[Extracted records]
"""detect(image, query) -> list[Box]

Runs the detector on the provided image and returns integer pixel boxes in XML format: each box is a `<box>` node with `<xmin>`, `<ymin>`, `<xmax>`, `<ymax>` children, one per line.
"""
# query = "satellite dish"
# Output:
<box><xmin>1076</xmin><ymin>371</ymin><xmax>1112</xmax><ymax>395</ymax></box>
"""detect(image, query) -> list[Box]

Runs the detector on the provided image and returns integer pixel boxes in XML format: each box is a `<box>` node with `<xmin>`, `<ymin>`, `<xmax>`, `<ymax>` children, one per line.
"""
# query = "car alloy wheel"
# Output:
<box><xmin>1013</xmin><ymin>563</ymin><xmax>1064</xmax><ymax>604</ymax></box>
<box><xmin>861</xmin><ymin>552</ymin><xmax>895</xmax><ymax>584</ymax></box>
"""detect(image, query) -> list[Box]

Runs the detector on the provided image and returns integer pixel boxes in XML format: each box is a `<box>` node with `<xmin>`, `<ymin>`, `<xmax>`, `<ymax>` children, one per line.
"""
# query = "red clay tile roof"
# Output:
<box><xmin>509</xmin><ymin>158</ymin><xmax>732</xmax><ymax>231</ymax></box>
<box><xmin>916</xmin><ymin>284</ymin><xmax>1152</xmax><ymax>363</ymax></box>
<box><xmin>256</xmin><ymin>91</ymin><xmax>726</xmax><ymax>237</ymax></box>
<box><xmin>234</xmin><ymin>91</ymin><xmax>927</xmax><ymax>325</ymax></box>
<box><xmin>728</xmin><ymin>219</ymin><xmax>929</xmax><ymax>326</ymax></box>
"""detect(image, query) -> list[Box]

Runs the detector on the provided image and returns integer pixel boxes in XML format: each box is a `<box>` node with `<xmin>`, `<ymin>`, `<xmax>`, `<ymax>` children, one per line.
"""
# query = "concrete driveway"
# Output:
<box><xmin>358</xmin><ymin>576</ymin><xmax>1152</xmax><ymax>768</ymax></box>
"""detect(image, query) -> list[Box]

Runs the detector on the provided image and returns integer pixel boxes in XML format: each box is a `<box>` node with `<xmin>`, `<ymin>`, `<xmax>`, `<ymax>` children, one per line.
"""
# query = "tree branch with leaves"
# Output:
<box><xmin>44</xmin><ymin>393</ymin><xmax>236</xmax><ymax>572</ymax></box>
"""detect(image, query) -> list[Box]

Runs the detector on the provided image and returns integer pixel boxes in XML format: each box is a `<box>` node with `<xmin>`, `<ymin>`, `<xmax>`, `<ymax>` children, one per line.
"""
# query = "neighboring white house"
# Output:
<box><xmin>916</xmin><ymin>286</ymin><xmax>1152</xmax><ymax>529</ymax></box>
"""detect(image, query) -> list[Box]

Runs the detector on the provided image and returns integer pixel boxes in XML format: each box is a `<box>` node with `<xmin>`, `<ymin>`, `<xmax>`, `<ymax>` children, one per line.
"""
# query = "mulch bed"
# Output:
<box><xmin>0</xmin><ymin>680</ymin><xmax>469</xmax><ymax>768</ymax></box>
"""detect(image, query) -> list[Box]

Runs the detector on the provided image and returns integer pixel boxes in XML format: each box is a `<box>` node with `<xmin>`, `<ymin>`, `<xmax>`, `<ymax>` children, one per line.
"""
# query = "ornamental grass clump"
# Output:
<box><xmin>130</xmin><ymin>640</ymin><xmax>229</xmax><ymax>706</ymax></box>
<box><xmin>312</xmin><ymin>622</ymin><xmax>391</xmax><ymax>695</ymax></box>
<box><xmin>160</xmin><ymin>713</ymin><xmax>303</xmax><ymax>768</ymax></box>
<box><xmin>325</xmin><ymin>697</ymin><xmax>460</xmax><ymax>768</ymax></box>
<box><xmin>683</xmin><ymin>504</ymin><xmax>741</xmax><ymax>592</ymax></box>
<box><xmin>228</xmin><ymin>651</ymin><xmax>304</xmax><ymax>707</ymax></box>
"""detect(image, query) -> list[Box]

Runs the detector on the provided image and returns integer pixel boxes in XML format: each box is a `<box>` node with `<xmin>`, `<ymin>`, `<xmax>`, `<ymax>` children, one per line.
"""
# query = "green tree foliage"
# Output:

• _Set problem_
List every line of the data above that contains the word "tree".

• _Written reply_
# query = "tree branch with leaves"
# query = "green tree foliage"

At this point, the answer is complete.